▶ Sección del texto
Rigoletto en Bellas Artes

Alfredo Daza (Rigoletto) y Leticia de Altamirano (Gilda) en la producción de Enrique Singer para el Teatro de Bellas Artes © Ángel Reyes

 

“Lo viejo funciona, Juan”
Favalli, en El Eternauta

Mayo 8, 2025. La Compañía Nacional de Ópera, bajo la dirección artística del argentino Marcelo Lombardero, estrenó en el Palacio de Bellas Artes una nueva producción de Rigoletto, el infaltable título de Giuseppe Verdi que, desde 1851, desgarra los sentimientos del público a través de la fuerza de su melodrama de amores, abusos y una maldición kármica inexorable.

Con dirección escénica de Enrique Singer, esta ocurrente y anticanónica propuesta trasladó la acción de la Mantua del siglo XVI al México de los años 60, al parecer un cuadro de tugurios en exceso lujuriosos —indecisos entre la vibra a gogó o el exclusivismo del antro rooftop—, callejuelas sombrías y la típica vecindad enrejada barriobajera.

▶ Objetivo
Por favor, imprime sin cambios el fragmento de la reseña sobre Rigoletto que va de "Alfredo Daza (Rigoletto)" a "vecindad enrejada barriobajera.".

Filas del conjunto de datos

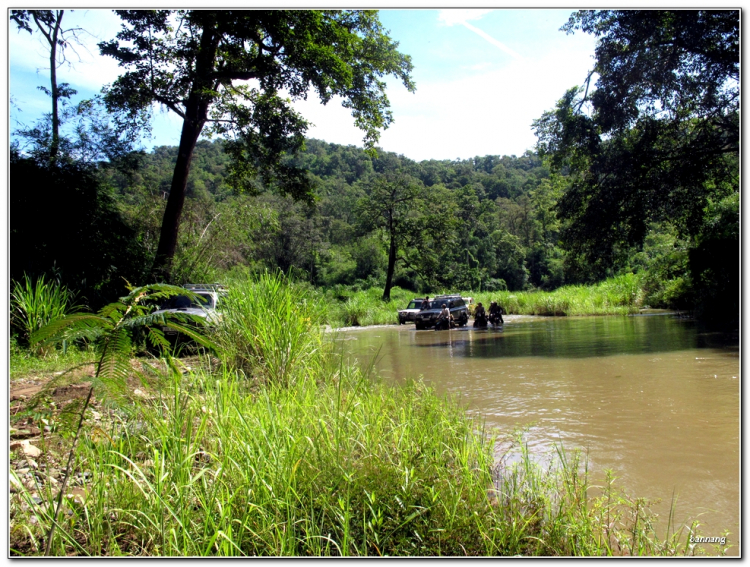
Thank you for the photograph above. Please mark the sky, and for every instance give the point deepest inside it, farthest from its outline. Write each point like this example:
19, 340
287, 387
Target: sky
482, 77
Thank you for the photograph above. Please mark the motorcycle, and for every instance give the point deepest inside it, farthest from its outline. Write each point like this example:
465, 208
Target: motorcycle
496, 319
480, 322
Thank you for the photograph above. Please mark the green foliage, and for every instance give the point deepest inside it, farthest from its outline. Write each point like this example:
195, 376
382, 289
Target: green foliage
620, 295
34, 304
200, 70
656, 140
337, 465
69, 227
113, 329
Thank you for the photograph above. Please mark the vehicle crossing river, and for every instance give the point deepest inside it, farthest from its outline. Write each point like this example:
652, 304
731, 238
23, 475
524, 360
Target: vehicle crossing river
654, 398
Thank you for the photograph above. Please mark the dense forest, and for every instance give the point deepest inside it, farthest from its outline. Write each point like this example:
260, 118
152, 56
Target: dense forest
483, 224
607, 191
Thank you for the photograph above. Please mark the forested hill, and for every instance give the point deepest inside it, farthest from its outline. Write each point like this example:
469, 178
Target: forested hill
482, 223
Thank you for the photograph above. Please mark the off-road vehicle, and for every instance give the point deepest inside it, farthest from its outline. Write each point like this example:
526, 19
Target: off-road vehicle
460, 312
204, 306
410, 313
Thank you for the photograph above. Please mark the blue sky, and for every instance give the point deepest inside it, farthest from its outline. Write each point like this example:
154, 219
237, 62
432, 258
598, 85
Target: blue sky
482, 76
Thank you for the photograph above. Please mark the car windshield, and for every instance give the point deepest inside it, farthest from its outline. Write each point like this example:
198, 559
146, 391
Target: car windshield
183, 302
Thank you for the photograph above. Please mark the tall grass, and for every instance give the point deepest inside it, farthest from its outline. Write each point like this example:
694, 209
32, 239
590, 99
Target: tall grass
270, 329
213, 467
620, 295
34, 304
314, 458
347, 308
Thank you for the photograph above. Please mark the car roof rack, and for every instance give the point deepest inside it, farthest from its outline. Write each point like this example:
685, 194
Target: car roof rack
217, 287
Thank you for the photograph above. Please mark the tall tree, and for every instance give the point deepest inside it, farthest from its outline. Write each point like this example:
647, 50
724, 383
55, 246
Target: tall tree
49, 24
657, 138
234, 70
393, 205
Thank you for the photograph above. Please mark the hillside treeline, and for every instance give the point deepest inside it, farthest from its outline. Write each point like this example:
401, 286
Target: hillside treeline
487, 223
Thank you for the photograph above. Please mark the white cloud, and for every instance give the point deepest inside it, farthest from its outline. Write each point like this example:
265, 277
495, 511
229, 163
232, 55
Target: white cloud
462, 17
489, 113
453, 17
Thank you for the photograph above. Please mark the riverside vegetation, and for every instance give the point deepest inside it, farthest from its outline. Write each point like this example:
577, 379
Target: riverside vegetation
274, 446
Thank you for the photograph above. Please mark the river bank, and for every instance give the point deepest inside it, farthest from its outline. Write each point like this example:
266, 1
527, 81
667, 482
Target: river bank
306, 455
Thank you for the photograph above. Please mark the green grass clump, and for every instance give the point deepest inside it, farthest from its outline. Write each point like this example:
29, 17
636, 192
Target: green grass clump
347, 466
270, 329
317, 458
620, 295
349, 308
34, 304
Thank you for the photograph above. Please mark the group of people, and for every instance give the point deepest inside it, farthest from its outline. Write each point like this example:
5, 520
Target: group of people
494, 316
481, 317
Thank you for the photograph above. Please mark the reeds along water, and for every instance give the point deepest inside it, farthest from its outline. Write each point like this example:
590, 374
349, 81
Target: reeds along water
299, 454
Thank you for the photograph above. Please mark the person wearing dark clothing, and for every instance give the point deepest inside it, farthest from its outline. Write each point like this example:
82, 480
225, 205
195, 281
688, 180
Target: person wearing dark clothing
480, 316
444, 319
496, 314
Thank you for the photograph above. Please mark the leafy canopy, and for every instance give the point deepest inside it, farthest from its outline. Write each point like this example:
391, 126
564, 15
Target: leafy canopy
657, 137
239, 70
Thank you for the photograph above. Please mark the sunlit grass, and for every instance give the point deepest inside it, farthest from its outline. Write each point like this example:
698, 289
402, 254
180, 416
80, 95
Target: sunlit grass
317, 458
621, 295
342, 466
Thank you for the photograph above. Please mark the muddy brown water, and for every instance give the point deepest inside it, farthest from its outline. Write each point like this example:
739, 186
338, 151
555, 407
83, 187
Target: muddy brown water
656, 399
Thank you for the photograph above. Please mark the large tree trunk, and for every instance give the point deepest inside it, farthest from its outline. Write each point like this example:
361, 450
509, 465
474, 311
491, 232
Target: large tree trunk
391, 269
170, 225
55, 94
196, 114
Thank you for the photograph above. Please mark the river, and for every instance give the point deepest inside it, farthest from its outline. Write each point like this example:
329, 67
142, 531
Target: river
654, 398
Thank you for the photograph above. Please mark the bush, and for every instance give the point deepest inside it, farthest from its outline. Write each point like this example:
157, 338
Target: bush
270, 328
33, 305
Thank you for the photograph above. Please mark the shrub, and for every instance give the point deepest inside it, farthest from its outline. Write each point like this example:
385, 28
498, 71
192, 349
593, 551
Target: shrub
33, 305
269, 328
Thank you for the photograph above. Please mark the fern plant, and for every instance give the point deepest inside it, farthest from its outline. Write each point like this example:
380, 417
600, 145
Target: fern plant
112, 330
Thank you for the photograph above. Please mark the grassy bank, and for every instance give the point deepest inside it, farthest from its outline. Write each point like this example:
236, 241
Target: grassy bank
621, 295
302, 455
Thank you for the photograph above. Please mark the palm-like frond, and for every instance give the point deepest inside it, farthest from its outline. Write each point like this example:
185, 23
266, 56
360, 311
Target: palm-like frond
114, 364
69, 327
194, 334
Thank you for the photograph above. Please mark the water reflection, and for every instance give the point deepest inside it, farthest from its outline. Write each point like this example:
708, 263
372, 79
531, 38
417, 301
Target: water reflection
656, 399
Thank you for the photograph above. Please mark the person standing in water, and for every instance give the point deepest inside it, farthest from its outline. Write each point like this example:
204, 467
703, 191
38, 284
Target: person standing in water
496, 314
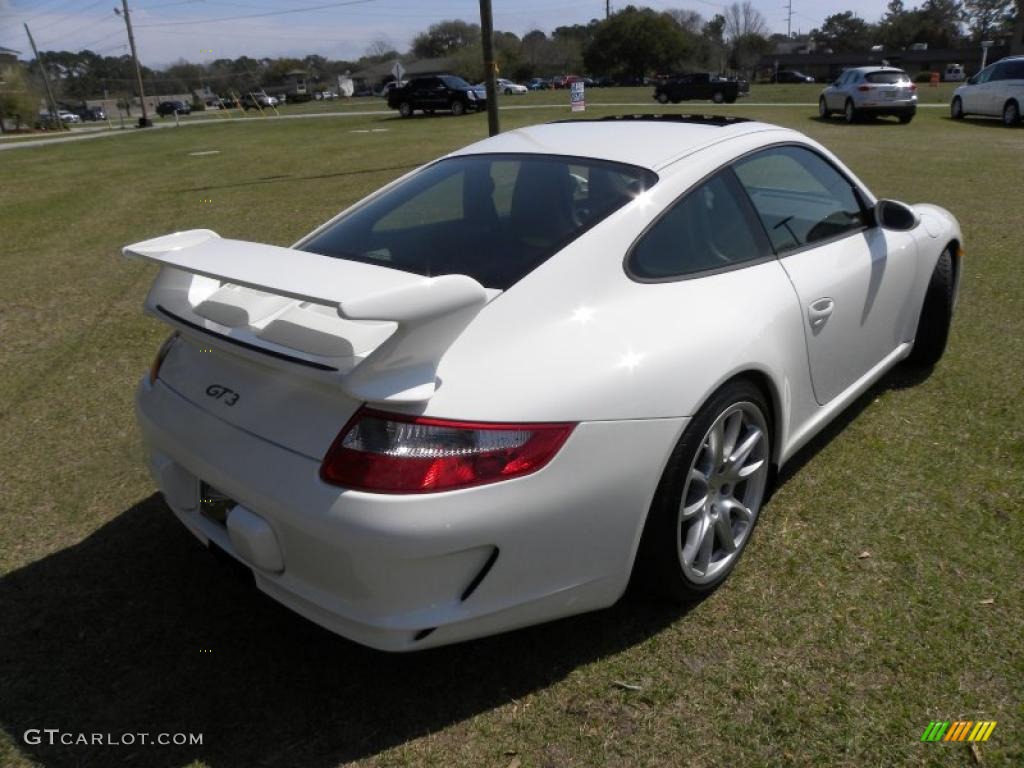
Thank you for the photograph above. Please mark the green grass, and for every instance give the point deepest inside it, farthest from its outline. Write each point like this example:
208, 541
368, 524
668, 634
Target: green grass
809, 655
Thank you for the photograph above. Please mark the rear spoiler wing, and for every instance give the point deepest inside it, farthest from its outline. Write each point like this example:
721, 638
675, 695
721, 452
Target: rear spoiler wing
429, 312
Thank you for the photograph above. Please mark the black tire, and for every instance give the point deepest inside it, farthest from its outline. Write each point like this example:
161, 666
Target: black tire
850, 112
659, 560
936, 314
1011, 113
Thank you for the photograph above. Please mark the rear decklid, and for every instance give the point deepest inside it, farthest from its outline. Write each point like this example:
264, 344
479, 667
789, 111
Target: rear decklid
295, 330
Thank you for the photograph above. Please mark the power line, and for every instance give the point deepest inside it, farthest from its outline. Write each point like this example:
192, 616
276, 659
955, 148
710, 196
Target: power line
258, 15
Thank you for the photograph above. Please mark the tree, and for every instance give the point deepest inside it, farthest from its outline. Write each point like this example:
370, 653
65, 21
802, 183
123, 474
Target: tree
845, 32
747, 33
444, 38
18, 100
635, 42
986, 17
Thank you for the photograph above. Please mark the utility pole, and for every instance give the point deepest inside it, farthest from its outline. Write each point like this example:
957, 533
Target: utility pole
143, 122
54, 112
487, 33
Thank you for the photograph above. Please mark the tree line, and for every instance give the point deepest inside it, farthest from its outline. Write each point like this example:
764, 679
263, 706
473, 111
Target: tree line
629, 45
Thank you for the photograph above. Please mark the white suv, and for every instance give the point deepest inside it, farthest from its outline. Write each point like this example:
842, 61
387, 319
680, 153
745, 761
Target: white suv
996, 90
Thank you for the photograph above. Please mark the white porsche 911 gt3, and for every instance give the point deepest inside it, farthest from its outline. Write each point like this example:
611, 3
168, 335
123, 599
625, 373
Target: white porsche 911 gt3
485, 395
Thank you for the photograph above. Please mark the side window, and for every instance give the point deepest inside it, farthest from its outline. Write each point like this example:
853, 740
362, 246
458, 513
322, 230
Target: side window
800, 198
707, 229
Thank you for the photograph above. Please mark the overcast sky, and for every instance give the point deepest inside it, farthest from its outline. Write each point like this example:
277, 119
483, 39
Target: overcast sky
203, 30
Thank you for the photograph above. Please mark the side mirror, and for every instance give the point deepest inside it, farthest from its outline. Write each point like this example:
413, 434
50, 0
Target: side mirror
890, 214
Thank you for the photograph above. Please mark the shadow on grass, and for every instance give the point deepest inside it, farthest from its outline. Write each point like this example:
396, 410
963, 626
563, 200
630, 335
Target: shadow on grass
137, 630
291, 177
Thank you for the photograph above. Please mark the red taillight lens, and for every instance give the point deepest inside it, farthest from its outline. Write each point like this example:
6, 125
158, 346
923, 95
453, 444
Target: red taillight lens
393, 454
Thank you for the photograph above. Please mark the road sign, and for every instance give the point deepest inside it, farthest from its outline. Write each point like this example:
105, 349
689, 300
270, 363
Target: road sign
577, 101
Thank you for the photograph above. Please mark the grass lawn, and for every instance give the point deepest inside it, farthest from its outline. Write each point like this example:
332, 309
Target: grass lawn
883, 589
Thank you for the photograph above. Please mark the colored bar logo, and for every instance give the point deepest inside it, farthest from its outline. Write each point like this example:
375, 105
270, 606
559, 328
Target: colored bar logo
958, 730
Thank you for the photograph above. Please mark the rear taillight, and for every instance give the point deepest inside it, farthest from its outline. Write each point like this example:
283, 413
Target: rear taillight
162, 355
394, 454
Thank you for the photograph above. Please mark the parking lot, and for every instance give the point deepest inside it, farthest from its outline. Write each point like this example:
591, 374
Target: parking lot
882, 589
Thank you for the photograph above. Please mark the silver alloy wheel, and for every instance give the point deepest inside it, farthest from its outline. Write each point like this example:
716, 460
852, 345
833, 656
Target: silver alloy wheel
724, 488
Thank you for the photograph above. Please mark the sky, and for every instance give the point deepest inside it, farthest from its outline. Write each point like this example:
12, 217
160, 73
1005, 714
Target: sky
167, 31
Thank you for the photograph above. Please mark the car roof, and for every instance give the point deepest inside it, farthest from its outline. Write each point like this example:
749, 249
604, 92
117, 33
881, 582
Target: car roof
647, 141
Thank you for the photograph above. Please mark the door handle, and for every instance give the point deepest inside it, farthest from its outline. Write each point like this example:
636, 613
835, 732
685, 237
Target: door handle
819, 311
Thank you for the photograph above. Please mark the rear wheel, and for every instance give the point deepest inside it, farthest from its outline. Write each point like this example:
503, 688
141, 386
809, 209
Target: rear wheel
1011, 113
849, 112
708, 501
936, 314
956, 109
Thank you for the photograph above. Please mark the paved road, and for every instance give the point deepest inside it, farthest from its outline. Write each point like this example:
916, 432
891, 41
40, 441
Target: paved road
647, 107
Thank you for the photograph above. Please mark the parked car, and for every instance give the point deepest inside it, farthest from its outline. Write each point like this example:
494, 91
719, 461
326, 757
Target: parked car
698, 86
91, 114
997, 91
509, 88
258, 100
791, 76
169, 108
864, 91
953, 74
437, 92
493, 417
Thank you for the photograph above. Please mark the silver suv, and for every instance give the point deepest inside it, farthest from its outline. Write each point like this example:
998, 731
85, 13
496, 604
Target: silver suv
870, 90
996, 90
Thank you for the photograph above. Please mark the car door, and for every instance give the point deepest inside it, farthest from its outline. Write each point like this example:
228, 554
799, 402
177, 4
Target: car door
851, 279
975, 95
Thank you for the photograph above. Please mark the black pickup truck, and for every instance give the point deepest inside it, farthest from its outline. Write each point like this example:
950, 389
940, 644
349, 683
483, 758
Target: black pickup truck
699, 85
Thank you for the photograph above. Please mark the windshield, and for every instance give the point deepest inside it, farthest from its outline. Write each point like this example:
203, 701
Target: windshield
453, 82
494, 217
893, 76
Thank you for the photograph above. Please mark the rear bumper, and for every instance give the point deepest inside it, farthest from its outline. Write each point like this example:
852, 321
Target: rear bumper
404, 572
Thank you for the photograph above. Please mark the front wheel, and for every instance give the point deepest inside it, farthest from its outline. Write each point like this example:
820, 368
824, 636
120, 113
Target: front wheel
936, 314
1011, 113
956, 109
708, 501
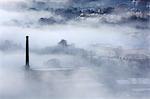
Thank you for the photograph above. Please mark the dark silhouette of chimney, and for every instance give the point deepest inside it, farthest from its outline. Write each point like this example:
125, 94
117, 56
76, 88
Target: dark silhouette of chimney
27, 52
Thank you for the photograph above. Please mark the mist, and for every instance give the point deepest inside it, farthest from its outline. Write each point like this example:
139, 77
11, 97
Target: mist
105, 56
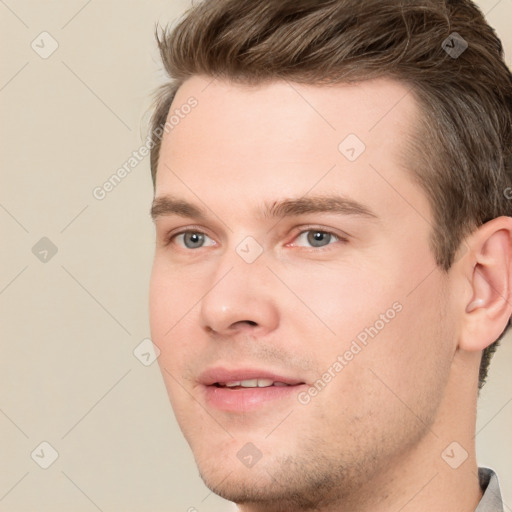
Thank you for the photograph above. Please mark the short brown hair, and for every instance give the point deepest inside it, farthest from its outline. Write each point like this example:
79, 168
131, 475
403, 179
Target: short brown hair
461, 151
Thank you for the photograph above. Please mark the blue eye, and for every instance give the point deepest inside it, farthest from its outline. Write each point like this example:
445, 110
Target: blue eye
193, 239
317, 237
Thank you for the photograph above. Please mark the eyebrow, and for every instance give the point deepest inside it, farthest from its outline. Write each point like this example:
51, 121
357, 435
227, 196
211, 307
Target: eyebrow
168, 205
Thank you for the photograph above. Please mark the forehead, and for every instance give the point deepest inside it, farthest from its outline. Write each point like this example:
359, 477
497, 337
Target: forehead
283, 139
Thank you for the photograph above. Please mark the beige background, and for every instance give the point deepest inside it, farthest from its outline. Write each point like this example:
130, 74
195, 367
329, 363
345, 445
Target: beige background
69, 326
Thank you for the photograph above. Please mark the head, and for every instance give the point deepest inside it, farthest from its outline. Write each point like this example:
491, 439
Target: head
372, 125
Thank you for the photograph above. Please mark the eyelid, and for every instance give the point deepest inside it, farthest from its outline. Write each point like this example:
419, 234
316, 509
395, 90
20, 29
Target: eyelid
341, 236
171, 235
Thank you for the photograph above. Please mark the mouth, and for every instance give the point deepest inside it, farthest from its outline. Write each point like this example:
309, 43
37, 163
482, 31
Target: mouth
251, 383
241, 391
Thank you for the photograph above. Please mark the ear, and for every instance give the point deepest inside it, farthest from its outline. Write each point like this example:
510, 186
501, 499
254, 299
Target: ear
487, 268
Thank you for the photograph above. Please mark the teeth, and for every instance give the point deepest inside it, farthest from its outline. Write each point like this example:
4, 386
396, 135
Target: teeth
253, 383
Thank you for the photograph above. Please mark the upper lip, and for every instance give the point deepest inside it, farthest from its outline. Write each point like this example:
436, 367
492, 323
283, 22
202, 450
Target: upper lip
219, 374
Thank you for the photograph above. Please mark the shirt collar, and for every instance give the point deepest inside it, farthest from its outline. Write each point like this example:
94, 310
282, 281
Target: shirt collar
491, 500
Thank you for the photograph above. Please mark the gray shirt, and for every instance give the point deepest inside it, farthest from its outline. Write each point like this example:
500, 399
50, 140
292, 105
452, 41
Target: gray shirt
491, 500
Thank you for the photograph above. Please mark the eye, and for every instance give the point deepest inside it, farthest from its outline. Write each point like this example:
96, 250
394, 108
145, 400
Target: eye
192, 239
317, 238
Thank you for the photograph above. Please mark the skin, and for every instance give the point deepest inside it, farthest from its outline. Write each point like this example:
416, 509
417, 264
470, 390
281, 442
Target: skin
373, 438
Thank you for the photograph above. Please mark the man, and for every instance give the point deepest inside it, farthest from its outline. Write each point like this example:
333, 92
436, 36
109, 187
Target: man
333, 256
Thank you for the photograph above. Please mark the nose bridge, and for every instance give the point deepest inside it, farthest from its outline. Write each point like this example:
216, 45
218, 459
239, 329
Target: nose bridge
239, 292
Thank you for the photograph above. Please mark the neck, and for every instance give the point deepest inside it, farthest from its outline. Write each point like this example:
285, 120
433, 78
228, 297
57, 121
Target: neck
438, 473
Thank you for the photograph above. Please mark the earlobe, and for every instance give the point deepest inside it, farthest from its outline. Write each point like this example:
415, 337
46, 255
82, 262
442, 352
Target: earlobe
489, 274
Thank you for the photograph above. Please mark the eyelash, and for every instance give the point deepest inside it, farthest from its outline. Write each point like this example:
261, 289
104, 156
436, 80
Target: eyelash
306, 229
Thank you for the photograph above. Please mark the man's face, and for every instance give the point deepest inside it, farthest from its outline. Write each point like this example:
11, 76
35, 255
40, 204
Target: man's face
344, 305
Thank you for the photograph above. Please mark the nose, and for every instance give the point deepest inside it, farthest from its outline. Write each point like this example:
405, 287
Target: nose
240, 299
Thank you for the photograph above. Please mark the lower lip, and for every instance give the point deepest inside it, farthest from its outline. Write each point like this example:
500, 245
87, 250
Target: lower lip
248, 399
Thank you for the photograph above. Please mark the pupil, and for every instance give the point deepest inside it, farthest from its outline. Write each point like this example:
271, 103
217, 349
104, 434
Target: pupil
318, 238
193, 240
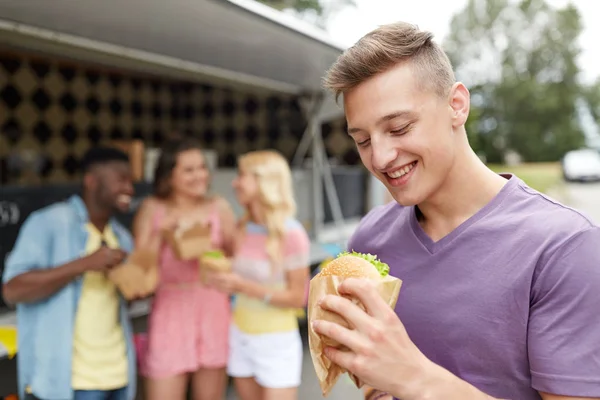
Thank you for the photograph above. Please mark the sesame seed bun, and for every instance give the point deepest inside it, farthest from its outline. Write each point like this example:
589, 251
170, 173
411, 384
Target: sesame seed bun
349, 266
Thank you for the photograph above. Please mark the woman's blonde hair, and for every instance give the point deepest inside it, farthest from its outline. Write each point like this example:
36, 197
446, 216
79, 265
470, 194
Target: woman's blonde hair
276, 194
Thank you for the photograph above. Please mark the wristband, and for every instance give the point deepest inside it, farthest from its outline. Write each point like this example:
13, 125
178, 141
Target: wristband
375, 394
267, 298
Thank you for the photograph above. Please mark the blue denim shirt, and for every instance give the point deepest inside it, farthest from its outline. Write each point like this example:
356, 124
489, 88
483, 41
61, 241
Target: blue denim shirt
50, 237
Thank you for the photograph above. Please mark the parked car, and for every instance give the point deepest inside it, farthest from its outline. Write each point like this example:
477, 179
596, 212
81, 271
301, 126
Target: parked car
581, 165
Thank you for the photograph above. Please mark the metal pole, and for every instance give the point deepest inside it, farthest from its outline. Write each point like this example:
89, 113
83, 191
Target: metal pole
310, 107
330, 191
318, 214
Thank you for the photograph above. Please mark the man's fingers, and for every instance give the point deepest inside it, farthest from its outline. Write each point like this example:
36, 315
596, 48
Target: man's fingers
348, 310
345, 359
365, 291
344, 336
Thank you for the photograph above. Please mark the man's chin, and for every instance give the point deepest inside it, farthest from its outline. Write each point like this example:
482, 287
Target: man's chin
121, 208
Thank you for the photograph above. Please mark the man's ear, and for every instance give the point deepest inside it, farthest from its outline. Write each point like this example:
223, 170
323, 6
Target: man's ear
89, 181
459, 101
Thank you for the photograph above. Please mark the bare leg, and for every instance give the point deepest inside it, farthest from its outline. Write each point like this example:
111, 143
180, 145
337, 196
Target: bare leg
209, 384
280, 394
248, 389
174, 388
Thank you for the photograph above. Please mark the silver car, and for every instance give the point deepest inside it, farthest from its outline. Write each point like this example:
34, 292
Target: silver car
581, 165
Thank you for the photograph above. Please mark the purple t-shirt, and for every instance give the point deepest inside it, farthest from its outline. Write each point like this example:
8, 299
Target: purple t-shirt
509, 301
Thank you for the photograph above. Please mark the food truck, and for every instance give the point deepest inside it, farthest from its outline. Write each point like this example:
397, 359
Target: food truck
236, 74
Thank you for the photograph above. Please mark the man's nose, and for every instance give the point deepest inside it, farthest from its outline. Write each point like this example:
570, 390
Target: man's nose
383, 153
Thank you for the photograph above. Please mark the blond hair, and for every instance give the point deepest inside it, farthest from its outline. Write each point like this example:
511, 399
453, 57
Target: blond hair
385, 47
276, 195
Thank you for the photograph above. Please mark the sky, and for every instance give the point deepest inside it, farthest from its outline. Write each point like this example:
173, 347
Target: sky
351, 23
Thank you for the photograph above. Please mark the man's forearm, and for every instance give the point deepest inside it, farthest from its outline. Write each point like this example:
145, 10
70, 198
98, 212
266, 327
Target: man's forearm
441, 384
38, 285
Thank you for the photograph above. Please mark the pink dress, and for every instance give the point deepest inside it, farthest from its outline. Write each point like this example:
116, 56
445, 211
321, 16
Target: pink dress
188, 326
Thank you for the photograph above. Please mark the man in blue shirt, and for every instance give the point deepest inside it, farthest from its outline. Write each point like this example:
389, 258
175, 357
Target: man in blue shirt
74, 333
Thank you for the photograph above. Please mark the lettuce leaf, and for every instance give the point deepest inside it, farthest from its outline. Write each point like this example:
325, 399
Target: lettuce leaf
382, 267
214, 254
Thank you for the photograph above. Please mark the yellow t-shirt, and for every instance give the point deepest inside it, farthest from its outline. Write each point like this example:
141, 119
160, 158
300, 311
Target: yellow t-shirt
99, 348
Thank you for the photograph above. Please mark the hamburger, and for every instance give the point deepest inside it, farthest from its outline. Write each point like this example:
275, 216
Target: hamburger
355, 265
351, 265
326, 282
213, 261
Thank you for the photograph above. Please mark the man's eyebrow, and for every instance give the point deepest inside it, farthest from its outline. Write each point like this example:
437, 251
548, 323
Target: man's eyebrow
397, 114
385, 118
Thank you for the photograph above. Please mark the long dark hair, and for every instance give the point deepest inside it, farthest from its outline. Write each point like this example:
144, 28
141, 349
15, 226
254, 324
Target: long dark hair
166, 163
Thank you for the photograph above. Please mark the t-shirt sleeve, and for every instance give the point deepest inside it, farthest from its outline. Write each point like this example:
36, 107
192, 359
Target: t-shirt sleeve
564, 320
30, 251
296, 251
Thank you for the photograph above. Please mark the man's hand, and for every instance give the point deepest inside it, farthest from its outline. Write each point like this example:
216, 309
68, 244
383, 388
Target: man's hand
380, 352
103, 259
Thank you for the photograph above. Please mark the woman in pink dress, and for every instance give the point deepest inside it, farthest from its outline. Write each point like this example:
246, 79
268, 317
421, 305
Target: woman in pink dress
189, 322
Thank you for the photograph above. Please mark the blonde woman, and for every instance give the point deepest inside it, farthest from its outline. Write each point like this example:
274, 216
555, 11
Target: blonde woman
270, 273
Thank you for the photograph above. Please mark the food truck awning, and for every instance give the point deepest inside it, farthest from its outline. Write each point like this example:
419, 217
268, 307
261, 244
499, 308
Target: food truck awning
233, 42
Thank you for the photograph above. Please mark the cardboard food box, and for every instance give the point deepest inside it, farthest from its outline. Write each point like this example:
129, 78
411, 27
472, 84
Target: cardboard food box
189, 241
137, 277
213, 261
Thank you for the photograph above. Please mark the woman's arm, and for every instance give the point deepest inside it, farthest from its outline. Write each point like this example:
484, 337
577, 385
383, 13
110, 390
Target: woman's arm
228, 225
293, 296
144, 234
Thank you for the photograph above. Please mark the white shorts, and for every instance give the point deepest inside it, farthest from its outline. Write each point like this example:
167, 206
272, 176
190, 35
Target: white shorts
274, 360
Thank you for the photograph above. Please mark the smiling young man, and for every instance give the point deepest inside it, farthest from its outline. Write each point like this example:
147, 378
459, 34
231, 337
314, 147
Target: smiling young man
501, 284
74, 333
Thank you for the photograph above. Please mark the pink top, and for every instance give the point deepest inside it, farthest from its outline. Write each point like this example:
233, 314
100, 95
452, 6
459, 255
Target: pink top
189, 322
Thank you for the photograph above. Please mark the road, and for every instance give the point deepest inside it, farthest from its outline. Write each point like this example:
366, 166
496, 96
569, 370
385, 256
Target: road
310, 390
584, 197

▶ Solución del ejercicio
Alfredo Daza (Rigoletto) y Leticia de Altamirano (Gilda) en la producción de Enrique Singer para el Teatro de Bellas Artes © Ángel Reyes

 

“Lo viejo funciona, Juan”
Favalli, en El Eternauta

Mayo 8, 2025. La Compañía Nacional de Ópera, bajo la dirección artística del argentino Marcelo Lombardero, estrenó en el Palacio de Bellas Artes una nueva producción de Rigoletto, el infaltable título de Giuseppe Verdi que, desde 1851, desgarra los sentimientos del público a través de la fuerza de su melodrama de amores, abusos y una maldición kármica inexorable.

Con dirección escénica de Enrique Singer, esta ocurrente y anticanónica propuesta trasladó la acción de la Mantua del siglo XVI al México de los años 60, al parecer un cuadro de tugurios en exceso lujuriosos —indecisos entre la vibra a gogó o el exclusivismo del antro rooftop—, callejuelas sombrías y la típica vecindad enrejada barriobajera.